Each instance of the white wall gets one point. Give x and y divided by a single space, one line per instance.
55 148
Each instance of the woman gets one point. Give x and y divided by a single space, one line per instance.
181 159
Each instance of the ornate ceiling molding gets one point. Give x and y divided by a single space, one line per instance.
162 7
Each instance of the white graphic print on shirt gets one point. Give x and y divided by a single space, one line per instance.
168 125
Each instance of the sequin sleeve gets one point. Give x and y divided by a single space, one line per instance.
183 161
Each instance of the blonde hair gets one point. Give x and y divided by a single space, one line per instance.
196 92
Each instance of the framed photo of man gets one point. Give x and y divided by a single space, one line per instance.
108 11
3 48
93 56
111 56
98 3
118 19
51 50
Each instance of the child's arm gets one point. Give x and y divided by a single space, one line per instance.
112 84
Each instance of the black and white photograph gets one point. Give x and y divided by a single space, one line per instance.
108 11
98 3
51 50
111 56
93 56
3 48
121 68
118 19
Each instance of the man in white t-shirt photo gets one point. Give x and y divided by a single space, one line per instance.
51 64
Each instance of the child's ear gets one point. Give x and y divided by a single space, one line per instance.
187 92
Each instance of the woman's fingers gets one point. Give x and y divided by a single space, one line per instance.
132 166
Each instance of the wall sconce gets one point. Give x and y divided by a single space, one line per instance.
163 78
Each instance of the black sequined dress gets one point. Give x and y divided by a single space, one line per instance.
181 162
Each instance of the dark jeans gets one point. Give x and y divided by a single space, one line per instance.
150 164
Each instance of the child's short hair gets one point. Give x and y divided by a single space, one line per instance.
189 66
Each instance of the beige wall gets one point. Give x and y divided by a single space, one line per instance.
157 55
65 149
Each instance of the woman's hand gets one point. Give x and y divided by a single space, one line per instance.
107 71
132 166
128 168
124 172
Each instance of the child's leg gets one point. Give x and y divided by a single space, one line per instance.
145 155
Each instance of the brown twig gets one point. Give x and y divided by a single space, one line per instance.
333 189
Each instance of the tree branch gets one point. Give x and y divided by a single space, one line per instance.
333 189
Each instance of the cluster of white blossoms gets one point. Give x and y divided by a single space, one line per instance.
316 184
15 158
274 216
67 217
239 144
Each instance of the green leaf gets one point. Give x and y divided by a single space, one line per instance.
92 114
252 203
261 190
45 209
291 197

Your task:
Give back exactly the lines starting at the one with "Each instance of the tree" and running to the end of the listing. Include both ends.

Output below:
Each instance of the tree branch gets one point. Give x and y divided by a single space, one line per instance.
333 189
Each instance of the cluster of white blossoms gets one point. Give x and y divided by a single space, one line per instance.
316 184
15 158
274 216
67 217
239 144
Each instance of the green leaf gets one point. Give x and y divided by a single space, one line per instance.
92 114
252 203
261 190
45 209
291 197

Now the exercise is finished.